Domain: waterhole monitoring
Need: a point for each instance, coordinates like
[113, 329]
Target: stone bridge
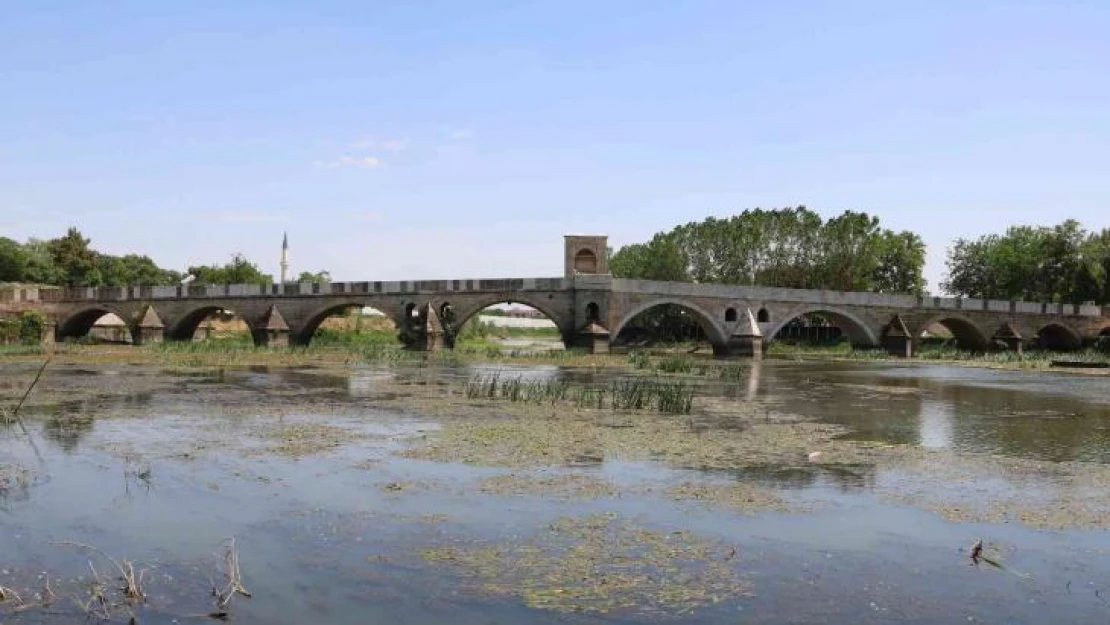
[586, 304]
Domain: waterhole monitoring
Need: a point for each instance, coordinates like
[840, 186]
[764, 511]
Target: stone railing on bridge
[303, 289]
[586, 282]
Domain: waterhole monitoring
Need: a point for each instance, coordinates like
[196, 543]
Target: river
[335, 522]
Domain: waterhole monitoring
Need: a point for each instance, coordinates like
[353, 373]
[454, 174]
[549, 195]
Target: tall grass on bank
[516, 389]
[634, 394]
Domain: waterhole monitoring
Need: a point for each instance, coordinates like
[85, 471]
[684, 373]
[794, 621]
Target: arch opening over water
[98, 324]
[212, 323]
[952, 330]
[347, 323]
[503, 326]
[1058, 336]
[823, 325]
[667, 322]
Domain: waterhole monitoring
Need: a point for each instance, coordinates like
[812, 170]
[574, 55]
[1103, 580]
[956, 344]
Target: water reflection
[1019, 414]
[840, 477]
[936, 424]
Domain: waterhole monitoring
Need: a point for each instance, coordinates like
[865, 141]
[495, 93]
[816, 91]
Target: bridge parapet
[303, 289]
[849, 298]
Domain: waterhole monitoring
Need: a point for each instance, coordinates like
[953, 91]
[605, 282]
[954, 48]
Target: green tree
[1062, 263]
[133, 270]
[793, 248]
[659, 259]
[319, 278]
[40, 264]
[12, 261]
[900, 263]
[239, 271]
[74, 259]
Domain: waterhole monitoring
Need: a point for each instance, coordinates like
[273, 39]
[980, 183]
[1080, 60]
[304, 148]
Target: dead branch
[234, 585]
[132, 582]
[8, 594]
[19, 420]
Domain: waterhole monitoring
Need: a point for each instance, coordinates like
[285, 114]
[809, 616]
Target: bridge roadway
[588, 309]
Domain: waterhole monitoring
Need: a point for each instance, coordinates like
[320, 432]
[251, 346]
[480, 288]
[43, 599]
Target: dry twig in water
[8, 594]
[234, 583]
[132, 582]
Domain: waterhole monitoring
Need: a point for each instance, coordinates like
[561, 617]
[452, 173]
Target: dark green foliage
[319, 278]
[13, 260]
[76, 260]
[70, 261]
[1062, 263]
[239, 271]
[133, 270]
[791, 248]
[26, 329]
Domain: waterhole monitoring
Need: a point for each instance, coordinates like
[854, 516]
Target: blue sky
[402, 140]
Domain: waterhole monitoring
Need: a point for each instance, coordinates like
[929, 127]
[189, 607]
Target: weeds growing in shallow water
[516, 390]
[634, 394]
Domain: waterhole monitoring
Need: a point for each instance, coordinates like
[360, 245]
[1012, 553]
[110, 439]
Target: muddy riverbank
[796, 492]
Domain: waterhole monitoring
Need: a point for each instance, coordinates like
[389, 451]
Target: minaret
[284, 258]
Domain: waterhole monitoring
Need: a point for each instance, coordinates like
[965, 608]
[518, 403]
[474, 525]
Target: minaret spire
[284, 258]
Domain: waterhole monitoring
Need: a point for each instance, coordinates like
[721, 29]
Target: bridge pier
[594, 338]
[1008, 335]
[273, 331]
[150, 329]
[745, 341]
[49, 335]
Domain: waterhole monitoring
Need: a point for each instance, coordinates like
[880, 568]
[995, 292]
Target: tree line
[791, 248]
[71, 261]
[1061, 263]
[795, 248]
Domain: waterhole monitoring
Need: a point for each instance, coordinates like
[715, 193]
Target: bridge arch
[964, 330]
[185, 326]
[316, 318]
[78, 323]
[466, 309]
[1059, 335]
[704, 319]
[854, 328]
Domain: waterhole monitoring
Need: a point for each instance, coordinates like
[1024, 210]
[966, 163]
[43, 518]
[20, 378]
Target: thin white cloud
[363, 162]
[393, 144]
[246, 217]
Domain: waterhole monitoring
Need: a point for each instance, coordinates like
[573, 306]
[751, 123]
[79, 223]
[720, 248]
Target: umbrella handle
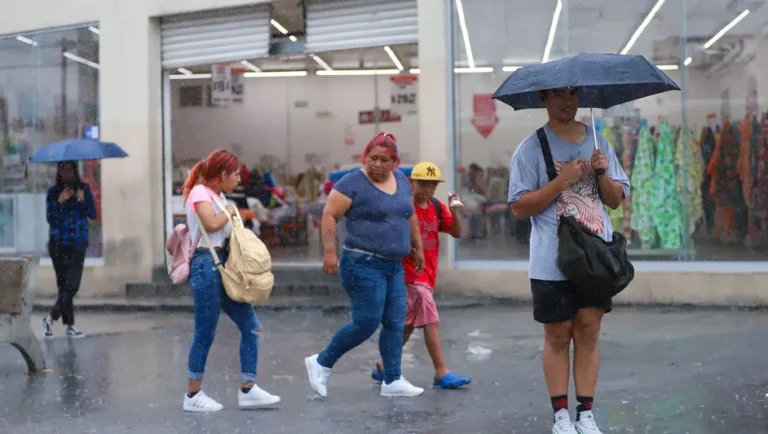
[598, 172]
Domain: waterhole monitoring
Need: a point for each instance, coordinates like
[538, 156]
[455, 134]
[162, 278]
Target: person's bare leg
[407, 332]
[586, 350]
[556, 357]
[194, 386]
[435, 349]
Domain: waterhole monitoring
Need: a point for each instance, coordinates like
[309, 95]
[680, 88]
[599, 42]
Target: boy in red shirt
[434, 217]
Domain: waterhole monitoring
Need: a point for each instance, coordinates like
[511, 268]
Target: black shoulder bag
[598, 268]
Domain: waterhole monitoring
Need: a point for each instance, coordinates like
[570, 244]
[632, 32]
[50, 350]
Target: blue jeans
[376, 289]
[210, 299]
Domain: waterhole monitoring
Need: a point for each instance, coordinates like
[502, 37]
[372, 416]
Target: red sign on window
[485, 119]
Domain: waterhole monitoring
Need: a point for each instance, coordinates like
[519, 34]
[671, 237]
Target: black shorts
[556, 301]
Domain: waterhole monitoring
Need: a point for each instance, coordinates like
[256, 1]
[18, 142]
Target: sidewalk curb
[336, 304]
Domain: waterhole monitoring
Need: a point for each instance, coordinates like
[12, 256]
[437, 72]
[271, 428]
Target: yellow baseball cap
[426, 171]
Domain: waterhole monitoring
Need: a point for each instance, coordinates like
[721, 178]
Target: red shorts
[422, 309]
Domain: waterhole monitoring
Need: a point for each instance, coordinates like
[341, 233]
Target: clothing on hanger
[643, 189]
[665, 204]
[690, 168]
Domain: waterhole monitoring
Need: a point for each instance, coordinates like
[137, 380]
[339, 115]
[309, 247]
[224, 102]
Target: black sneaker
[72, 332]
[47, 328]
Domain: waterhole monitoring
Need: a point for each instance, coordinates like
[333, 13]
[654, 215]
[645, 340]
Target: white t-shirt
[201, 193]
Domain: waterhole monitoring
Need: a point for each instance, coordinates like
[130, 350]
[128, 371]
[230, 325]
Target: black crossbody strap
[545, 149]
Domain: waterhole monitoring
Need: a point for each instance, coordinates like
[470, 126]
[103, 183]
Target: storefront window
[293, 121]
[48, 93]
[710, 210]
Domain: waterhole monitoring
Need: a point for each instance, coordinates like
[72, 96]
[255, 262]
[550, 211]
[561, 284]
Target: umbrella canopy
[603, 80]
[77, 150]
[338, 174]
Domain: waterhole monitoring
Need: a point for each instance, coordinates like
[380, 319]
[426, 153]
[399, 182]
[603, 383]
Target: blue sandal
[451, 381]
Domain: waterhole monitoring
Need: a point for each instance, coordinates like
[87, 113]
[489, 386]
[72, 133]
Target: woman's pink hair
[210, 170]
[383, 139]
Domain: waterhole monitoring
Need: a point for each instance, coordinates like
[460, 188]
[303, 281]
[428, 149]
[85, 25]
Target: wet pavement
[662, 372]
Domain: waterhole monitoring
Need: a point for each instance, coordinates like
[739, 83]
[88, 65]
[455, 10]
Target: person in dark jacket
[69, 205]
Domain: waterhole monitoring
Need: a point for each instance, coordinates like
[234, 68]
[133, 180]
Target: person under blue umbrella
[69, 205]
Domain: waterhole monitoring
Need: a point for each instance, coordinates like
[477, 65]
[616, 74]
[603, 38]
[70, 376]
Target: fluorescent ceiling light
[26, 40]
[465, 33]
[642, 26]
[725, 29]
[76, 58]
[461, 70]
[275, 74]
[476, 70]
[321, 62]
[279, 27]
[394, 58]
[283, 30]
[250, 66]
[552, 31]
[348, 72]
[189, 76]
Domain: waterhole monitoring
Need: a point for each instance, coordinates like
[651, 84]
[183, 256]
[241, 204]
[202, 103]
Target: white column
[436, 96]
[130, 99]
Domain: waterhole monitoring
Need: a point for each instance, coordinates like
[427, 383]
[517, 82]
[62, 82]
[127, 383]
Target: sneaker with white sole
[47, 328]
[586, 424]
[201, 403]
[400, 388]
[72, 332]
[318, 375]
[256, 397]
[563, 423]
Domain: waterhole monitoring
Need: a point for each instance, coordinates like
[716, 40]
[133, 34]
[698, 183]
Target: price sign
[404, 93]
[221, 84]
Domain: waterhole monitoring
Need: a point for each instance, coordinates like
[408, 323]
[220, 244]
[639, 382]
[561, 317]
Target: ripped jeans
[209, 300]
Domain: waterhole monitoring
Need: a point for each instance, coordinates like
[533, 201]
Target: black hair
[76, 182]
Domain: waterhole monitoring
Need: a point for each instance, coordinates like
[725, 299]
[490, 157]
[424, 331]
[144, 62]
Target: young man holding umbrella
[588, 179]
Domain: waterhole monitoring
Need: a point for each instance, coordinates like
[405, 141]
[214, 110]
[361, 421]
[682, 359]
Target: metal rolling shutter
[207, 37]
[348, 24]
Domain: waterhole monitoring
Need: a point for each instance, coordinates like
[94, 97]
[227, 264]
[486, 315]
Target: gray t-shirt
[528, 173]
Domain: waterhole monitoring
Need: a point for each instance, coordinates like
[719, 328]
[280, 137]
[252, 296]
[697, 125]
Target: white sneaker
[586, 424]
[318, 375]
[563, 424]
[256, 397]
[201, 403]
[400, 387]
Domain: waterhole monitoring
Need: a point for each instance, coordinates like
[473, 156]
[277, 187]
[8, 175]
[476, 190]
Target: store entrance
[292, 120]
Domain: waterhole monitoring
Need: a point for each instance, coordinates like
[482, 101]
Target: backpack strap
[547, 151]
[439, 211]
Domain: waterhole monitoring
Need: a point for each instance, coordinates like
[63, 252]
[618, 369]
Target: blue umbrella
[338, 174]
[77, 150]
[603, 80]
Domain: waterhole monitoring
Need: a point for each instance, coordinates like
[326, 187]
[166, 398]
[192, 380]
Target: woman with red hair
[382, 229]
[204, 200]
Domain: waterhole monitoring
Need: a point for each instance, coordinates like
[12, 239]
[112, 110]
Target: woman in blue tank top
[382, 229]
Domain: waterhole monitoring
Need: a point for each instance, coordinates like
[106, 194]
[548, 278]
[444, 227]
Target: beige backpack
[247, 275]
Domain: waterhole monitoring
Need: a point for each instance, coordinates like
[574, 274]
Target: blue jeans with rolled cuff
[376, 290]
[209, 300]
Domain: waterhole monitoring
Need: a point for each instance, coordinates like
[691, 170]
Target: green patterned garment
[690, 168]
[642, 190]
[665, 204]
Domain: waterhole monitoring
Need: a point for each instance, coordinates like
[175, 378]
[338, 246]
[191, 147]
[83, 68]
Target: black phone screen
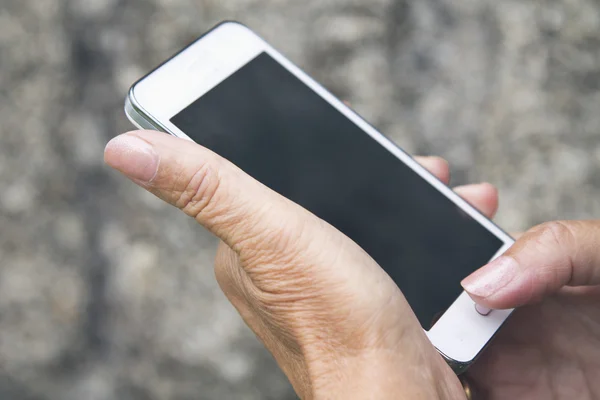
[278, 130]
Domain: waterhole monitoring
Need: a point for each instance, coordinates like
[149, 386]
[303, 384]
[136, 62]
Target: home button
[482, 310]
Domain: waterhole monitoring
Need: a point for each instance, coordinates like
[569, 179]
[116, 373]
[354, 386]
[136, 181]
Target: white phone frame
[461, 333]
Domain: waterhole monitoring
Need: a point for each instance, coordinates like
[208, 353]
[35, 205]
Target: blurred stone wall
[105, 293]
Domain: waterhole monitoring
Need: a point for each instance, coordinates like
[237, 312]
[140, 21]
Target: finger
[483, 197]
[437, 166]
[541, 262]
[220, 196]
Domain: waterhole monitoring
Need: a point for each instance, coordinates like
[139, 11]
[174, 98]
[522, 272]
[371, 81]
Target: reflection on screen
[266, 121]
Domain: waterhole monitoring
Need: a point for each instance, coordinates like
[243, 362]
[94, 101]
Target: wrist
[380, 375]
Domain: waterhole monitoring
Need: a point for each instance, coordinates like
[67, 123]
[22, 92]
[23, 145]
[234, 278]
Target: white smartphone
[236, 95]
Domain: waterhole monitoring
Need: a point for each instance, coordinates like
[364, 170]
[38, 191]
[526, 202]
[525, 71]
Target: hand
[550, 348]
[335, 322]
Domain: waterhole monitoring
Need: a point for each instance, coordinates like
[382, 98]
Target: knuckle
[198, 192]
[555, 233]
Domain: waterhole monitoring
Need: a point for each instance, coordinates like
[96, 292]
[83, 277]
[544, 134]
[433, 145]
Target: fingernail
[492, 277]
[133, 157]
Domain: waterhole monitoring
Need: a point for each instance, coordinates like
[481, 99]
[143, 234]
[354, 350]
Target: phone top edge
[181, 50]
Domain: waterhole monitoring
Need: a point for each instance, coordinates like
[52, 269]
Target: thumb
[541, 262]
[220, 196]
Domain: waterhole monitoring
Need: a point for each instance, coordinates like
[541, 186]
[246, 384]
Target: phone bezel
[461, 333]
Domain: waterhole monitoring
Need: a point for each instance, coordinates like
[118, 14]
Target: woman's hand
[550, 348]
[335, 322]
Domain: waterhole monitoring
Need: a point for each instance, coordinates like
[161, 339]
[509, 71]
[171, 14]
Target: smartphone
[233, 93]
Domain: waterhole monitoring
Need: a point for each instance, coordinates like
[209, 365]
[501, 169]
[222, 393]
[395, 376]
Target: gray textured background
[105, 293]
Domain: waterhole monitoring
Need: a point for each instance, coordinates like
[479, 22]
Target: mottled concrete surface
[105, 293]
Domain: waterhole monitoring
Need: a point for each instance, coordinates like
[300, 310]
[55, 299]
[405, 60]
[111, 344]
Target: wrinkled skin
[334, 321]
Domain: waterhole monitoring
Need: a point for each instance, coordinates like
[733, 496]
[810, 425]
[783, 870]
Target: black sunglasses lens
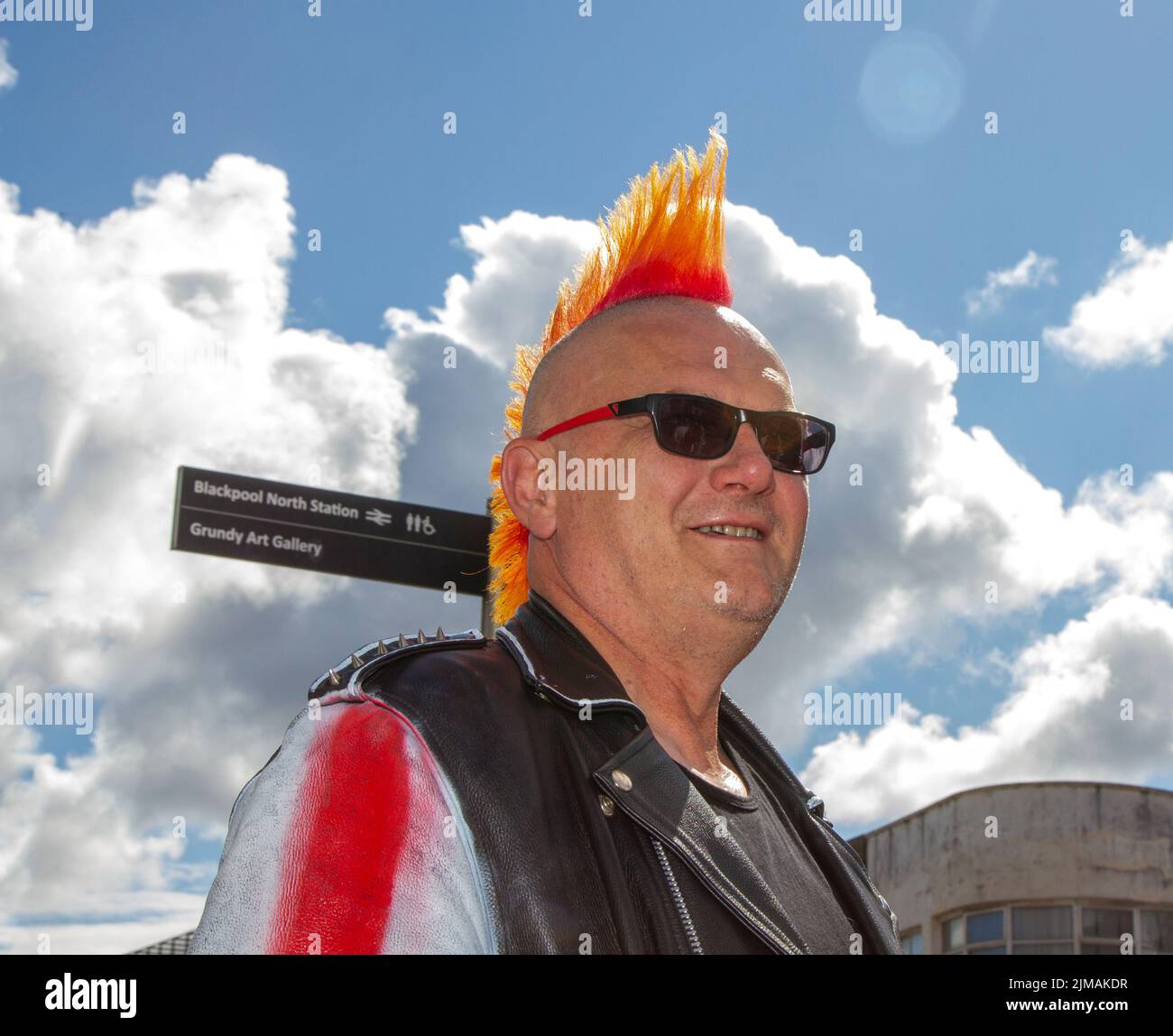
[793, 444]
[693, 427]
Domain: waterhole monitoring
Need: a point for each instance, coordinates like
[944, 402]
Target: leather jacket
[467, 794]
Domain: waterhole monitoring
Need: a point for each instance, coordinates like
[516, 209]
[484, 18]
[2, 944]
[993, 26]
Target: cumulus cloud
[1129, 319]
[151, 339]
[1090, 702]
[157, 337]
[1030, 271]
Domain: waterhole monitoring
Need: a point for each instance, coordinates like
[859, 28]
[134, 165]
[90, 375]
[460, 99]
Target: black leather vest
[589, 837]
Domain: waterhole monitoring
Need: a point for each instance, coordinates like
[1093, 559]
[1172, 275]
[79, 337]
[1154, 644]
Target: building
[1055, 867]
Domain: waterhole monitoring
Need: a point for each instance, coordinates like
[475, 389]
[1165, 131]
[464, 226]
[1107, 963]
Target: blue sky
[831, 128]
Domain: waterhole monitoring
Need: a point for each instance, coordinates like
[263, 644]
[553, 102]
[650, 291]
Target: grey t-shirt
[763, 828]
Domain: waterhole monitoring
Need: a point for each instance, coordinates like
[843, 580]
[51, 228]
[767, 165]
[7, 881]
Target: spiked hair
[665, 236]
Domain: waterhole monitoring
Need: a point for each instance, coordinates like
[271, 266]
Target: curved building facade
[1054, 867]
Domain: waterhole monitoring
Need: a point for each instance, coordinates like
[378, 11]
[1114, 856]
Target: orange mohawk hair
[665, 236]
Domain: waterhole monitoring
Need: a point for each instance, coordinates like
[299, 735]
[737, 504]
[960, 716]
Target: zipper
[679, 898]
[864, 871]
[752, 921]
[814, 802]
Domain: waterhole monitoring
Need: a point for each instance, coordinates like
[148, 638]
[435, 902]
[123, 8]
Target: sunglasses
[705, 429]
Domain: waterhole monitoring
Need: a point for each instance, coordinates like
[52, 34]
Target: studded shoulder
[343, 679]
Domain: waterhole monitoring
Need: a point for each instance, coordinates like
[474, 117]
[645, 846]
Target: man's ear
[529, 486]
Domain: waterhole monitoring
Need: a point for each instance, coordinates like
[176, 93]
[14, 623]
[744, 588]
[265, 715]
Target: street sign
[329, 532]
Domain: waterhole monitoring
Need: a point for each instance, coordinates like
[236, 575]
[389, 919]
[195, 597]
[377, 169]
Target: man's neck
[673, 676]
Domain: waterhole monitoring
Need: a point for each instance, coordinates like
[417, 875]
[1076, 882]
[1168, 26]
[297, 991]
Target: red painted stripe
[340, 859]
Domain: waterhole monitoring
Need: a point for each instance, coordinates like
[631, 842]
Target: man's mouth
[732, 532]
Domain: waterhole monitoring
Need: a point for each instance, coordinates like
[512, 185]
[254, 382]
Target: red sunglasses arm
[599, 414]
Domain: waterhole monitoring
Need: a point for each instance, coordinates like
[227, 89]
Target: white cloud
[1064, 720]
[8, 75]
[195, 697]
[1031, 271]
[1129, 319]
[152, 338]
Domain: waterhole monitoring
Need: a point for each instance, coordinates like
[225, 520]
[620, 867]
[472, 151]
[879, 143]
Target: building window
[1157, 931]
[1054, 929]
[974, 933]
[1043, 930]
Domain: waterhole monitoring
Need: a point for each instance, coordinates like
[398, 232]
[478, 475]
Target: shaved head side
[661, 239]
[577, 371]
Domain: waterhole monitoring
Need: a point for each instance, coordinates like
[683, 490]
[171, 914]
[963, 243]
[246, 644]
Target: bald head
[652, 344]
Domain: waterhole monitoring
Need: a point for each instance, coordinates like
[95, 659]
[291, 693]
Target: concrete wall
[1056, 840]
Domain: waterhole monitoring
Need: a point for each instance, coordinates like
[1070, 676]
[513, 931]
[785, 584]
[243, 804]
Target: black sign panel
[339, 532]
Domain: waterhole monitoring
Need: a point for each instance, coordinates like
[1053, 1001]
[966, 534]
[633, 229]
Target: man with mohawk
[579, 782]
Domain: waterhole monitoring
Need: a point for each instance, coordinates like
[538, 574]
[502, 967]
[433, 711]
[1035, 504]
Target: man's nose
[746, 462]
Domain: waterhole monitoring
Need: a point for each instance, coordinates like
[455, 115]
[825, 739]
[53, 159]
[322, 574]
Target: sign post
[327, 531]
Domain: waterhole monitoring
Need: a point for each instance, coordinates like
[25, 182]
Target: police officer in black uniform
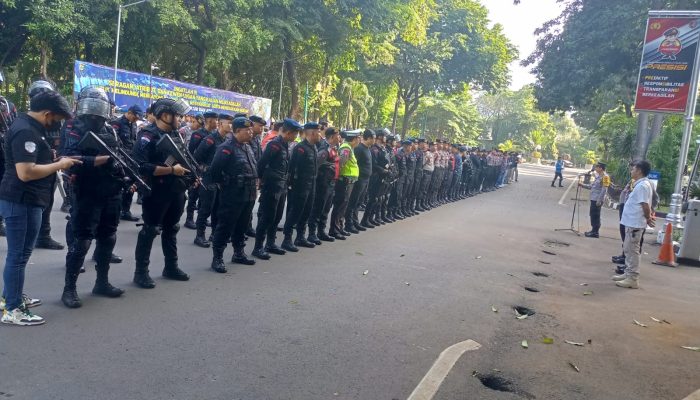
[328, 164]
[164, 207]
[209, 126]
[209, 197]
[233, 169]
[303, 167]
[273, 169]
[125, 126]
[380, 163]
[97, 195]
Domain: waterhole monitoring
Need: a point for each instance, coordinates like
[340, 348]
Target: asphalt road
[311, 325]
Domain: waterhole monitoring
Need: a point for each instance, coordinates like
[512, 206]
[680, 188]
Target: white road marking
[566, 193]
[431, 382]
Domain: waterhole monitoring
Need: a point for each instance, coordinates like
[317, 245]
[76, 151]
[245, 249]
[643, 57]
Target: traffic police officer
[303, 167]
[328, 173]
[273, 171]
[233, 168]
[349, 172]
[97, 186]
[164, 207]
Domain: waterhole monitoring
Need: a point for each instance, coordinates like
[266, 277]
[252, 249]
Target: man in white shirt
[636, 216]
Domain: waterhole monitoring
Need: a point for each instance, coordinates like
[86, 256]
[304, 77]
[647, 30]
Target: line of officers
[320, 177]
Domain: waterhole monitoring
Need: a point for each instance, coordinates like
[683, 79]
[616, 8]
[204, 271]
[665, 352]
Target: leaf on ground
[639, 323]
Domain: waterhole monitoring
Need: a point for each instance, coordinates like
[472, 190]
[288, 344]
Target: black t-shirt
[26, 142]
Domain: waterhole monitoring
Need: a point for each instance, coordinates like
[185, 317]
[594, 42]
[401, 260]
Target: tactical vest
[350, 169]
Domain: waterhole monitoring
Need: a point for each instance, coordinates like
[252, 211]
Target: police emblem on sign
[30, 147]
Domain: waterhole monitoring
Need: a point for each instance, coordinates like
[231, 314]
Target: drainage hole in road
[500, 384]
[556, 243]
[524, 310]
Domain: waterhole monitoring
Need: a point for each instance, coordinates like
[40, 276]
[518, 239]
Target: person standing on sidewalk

# The task:
Please give back exactly the lines of this listing beginning at the line with "Target: building window" and ending with the line with "[1035, 504]", both included, and nothing else.

# Your solution:
Target: building window
[1157, 931]
[1054, 929]
[974, 933]
[1043, 930]
Domain: waterhole monitoring
Need: a point for each instance, coordinates like
[398, 232]
[478, 475]
Target: shaved head side
[661, 239]
[577, 371]
Domain: waterhole monitoring
Need: a point for each instance, coordinates like
[683, 490]
[171, 914]
[963, 243]
[246, 644]
Target: bald head
[652, 344]
Domain: waterhole monitoring
Need: a point for each instance, coordinates like
[95, 659]
[291, 693]
Target: concrete wall
[1056, 840]
Domain: waterhole monitoring
Need: a point for each instance, coordinates like
[1070, 676]
[513, 931]
[785, 584]
[243, 804]
Target: black sign panel
[339, 532]
Domain: waterhole monitoring
Need: a point for each instance, coordinates like
[1053, 1001]
[966, 534]
[633, 229]
Target: man with mohawk
[579, 782]
Domain: waterhole monitoring
Need: a point for each instance, coordinates like
[538, 574]
[502, 967]
[433, 711]
[1035, 504]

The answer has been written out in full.